§ DATA
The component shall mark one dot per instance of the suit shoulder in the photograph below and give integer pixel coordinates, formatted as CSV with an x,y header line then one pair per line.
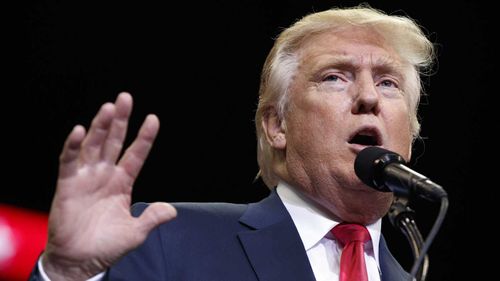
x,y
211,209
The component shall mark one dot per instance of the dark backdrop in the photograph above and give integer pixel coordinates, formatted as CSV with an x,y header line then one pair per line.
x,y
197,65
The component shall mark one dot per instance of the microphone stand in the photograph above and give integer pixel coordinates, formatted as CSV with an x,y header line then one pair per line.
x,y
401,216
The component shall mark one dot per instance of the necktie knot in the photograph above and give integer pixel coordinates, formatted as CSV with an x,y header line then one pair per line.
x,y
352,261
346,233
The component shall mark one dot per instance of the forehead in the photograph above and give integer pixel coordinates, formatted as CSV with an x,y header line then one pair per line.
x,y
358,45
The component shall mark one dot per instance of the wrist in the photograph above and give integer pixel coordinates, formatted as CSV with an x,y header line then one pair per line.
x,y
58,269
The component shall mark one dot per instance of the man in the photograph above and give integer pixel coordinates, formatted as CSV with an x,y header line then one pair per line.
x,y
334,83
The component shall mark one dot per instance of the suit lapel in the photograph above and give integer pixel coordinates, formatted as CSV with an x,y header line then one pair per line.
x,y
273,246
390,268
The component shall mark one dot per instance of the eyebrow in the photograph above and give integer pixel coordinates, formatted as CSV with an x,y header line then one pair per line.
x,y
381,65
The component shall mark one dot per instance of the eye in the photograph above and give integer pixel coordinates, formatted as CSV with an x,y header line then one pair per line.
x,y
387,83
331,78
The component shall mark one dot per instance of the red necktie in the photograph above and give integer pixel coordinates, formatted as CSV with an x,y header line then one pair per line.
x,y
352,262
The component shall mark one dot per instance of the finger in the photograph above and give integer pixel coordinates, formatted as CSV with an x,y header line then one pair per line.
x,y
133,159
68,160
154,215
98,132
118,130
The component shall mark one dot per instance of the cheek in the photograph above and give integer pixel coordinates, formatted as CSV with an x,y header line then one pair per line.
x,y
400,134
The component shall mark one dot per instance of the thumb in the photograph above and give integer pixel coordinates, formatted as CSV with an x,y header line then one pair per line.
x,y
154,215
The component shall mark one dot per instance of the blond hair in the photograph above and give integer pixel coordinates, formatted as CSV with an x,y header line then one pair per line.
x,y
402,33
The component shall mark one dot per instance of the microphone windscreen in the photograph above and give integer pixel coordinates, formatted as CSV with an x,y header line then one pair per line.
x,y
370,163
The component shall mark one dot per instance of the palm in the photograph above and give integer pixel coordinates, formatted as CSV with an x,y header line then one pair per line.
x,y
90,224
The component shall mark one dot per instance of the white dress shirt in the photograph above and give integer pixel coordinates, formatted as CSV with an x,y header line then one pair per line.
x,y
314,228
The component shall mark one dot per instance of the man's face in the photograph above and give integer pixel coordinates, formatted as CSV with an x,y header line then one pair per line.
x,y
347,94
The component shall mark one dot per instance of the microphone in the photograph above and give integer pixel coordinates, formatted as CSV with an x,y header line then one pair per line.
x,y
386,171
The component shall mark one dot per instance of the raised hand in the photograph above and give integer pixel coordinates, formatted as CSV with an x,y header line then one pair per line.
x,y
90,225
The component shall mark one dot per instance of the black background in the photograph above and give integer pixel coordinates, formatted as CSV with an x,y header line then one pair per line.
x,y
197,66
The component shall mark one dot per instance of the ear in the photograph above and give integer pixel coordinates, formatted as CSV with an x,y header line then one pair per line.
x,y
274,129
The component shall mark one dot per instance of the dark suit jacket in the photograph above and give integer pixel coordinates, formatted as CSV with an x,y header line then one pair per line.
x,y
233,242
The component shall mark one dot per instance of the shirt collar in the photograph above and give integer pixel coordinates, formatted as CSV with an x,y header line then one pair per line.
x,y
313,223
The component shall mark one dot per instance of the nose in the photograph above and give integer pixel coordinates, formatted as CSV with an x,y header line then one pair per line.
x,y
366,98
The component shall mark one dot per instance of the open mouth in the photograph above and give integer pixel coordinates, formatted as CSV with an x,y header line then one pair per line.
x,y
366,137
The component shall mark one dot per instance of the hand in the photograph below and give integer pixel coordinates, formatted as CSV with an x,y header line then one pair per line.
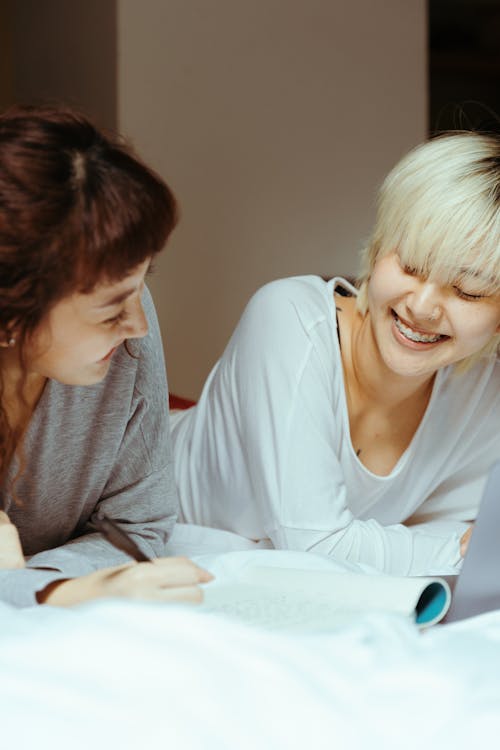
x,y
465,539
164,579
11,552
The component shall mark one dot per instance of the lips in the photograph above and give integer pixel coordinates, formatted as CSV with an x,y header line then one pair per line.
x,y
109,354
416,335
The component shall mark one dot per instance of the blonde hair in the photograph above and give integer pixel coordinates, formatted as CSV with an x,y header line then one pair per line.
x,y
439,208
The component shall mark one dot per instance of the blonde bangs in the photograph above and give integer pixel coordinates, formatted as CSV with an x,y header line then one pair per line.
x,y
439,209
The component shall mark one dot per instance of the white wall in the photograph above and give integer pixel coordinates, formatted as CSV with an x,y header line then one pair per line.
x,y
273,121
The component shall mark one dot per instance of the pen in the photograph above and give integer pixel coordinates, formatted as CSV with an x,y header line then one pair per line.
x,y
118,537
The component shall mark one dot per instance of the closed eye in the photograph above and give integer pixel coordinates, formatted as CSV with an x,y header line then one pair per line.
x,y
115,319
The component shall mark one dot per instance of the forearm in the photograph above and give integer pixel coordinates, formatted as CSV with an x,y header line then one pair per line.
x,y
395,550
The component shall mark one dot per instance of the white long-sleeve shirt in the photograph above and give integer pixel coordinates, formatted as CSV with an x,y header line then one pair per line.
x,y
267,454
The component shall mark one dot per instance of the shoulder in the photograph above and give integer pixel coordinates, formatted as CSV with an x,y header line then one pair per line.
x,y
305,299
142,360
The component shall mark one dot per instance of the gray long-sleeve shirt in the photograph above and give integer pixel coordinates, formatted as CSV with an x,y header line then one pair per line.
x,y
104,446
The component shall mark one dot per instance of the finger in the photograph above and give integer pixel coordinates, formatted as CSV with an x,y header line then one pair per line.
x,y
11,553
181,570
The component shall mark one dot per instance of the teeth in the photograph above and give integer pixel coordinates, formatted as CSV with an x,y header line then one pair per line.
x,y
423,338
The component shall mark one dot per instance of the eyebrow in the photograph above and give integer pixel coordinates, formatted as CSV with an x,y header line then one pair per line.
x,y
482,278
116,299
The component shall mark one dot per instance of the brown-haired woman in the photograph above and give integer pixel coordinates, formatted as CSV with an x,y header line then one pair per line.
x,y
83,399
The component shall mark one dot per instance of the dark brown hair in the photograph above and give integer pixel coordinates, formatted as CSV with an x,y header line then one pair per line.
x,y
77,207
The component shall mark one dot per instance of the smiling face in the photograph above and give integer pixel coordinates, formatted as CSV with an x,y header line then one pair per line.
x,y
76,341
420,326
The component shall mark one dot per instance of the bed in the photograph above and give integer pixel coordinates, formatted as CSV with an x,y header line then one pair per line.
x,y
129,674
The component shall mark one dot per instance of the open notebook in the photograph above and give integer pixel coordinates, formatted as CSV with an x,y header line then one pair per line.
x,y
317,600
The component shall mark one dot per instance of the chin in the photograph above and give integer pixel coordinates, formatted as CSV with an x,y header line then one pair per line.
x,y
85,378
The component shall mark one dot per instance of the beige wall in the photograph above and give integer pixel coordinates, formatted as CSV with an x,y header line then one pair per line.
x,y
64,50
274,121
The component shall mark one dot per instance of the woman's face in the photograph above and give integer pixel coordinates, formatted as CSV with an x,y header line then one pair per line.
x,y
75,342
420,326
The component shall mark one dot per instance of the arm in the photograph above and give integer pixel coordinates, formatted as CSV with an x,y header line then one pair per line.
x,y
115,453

§ WORK INSTRUCTION
Please retype the whole of the data precisely, omitting pictures.

§ SOLUTION TO THIS TASK
The component shall mark one dot per instance of the suit shoulder in the photograph below and give integer pixel coordinates, formatted as CSV with an x,y header line then one pair per line.
x,y
211,209
The component shall mark one dot per instance of the dark backdrop in the photograph above and give integer pixel coordinates, formatted as CSV with an x,y header line then one pair per line.
x,y
197,65
The component shall mark one dot per instance of the microphone stand in the photograph above and give integer pixel coordinates, formatted as CSV with an x,y header line then one pair per line.
x,y
401,216
The component shall mark one dot per instance of the necktie knot in the photograph above and give integer pixel coordinates, formatted as CSV with an x,y header line then one pair per line.
x,y
352,261
346,233
The component shall mark one dot per instance of the forehead in the photograph above and give integer pixel coordinates, formatted as CSV with an x,y header line then one pair per line.
x,y
358,45
The component shall mark one dot per instance of the wrist in the photograph above and give integer pixel coordinates, formatted as CSV with an x,y header line then one pair per line.
x,y
58,269
The component shall mark one dot per instance of the man in the photograph above and give integer pixel coordinates, formatted as CSV with an x,y header line then one pair per line.
x,y
334,83
The component shall mark one dot per instance of the suit lapel in the photograph above and give integer pixel coordinates, formatted as CSV with an x,y header line then one pair per line.
x,y
273,246
390,268
The component shall mark one dot per instance of the eyebrow in the photograph above and give integer pixel coordinates, formatted as CSV with an x,y header line then one pair per line.
x,y
381,65
The component shall mark one dot per instance of the eye in the photograph above and give integer pixel coordinates, formatted as CSV with an x,y header line then one pair per line.
x,y
387,83
331,78
The component shall mark one dot per instance of the red necktie in the photograph above and give integer pixel coordinates, formatted as CSV with an x,y header line then one pair per line.
x,y
352,262
The component shall mark one dot per instance of the finger in the photograph above and give integer pixel coordinates, formatted as CSV with an x,y header line then one pair per line.
x,y
133,159
68,160
154,215
98,132
118,130
The component shall mark one dot per instance of the cheek in the photograph above and give integer pixel coordinates, formatted as CSV with an x,y header line then one pair per line.
x,y
400,134
The component shall mark one dot per instance of the thumb in the photograph above and give integer pixel coordinates, formatted as CSV with an x,y header line then one pair per line.
x,y
154,215
The component shall mark one dot per instance of the blond hair in the photograph above and give integer pixel coordinates, formatted as CSV with an x,y header line then one pair per line.
x,y
402,33
The component shall mark one dot per instance of the microphone windscreen in the photograph above and give integer pixel coordinates, formatted as CSV with an x,y header line then one pair per line.
x,y
370,163
The component shall mark one dot per instance of the palm in the photograph above and give integer pixel coordinates, formatted as CSV with an x,y header line then one pair per line.
x,y
90,224
The component shall mark one dot per instance of the white dress shirt in the photograph above and give integer pixel coordinates, formatted as CSV with an x,y header line then one pair per line.
x,y
314,228
The component shall mark one dot per instance of the man's face in the photograph above and give integer pixel coordinates, formatted as CSV with an x,y header line then one pair per line.
x,y
347,94
The component shall mark one dot per instance of the microphone in the photograph above and give integer pixel coordinates, formatted as CSV with an x,y header line then one pair per line.
x,y
386,171
The component shall mark one dot per instance of the raised hand in the photograph above and give integer pixel coordinates, formatted as CSV with an x,y header line then one pair per line.
x,y
90,225
The component shall mark one dot per instance of the black background in the photograph above and give integer pixel coordinates, formatted as CSV with an x,y header line then one pair per line.
x,y
197,66
The component shall mark one dot per instance of the ear in the photograph above and give integer pixel coordinates, formatted as CSV with an x,y header line then one pair per line.
x,y
274,129
The component shall mark one dot per instance of the dark suit jacket in the photograph above and give integer pixel coordinates, formatted as CSV with an x,y header line then one pair per line.
x,y
233,242
The component shall mark one dot per instance of the shirt collar in the photograph above and give integer pixel coordinates, formatted as CSV with an x,y header line then one pair per line.
x,y
313,223
The component shall mark one dot per instance of the nose in the photograph above and give integer pixel coordinates, formatted as CSV with an x,y header line then one pair per line.
x,y
366,98
The component shall mark one dot per instance of the open mouth in the photograph above and give integer pixel coordinates, formatted as CSV with an x,y header line then one pair per line.
x,y
366,137
The component shall mark one dot per instance of the hand in the photograph below and give integer pixel coordinates, formatted as CSV with an x,y header line then one pair per line.
x,y
465,539
164,579
11,552
The component shall mark one dot per instance of the lips in the photograph above and give integer pixel coordinates, formatted as CSV with an x,y header line then one pair per line.
x,y
109,354
416,335
The component shall mark one dot per instance of the blonde hair in the photograph above and give integer pixel coordinates, formatted as CSV with an x,y header line then one pair per line.
x,y
439,208
The component shall mark one dot per instance of the blonde bangs in the photograph above and give integer pixel coordinates, formatted as CSV with an x,y header line then one pair per line.
x,y
439,209
The component shall mark one dot per instance of the white wall in the photograph above and give integer pixel coordinates, formatted as CSV with an x,y header line then one pair per line.
x,y
273,121
The component shall mark one dot per instance of the pen in the photograph above and give integer pixel coordinates, formatted as CSV with an x,y header line then one pair per line.
x,y
118,537
The component shall mark one dot per instance of the closed eye in the photograph above and give integer pixel coordinates, formatted as CSV with an x,y header line then one pair per line.
x,y
115,319
The component shall mark one dot per instance of the forearm in the photograph above and give integer pixel coordinates, formatted as CSV with an x,y header line then one pair per line.
x,y
395,550
The component shall mark one dot per instance of the white long-sleeve shirt in the photograph above and give integer pixel coordinates, formatted as CSV with an x,y header line then one pair per line.
x,y
267,454
The component shall mark one dot per instance of the shoulder in the photograph above and give integer pixel coordinates, formatted as CSV with an x,y header line then one pair per line.
x,y
305,299
142,360
The component shall mark one dot per instance of the gray long-sleeve shirt in the photograph above and give integer pixel coordinates, formatted as CSV with an x,y header line then one pair per line.
x,y
104,446
The component shall mark one dot per instance of the finger in the photograph above and give integer pixel coordinates, formatted as CSV with an x,y header line then one pair per line.
x,y
11,553
181,570
The component shall mark one dot per instance of the teeth in the photograph above and give integer pixel coordinates, formatted as CSV with an x,y header line then one pair per line.
x,y
423,338
The component shall mark one dot per instance of the eyebrow in the photograph above and give integer pixel coordinates, formatted as CSV with an x,y header line then one pair per line.
x,y
482,278
116,299
The component shall mark one dot per instance of the brown-haired woman in the photograph above and give integer pixel coordinates, formatted as CSV with an x,y header line then one pair per line.
x,y
83,399
The component shall mark one dot per instance of the dark brown hair in the photograph above and give integer pixel coordinates, formatted as CSV with an x,y header line then one pair per line.
x,y
77,207
The component shall mark one dot per instance of the smiling face in the photograph above and give integer pixel coordinates, formatted as CSV with an x,y header line then one pair per line.
x,y
76,341
420,326
The component shall mark one dot per instance of the bed in the photograph above and give integer pixel coordinates, formatted as CSV with an x,y header line then one pair per line.
x,y
129,674
The component shall mark one dot per instance of the open notebook in the photograph above and give integer pixel coordinates, formatted as CSV with an x,y header line then one pair per line.
x,y
317,600
The component shall mark one dot per instance of the chin in the photograph above and give integer pixel coordinates, formatted as CSV with an x,y header line then one pair per line.
x,y
85,378
The component shall mark one dot per instance of the beige wall in the photograph above and give integer pixel coordinates, formatted as CSV with an x,y header line then one pair per line.
x,y
64,50
274,121
The component shall mark one dot per instance of the woman's face in the photograph above and give integer pixel coordinates, formatted as CSV with an x,y header line then one pair per line.
x,y
75,342
420,326
The component shall mark one dot per instance of the arm in the photograph above and give integer pixel coordinates, formatted as CSV with an x,y header line then one pair per line.
x,y
115,453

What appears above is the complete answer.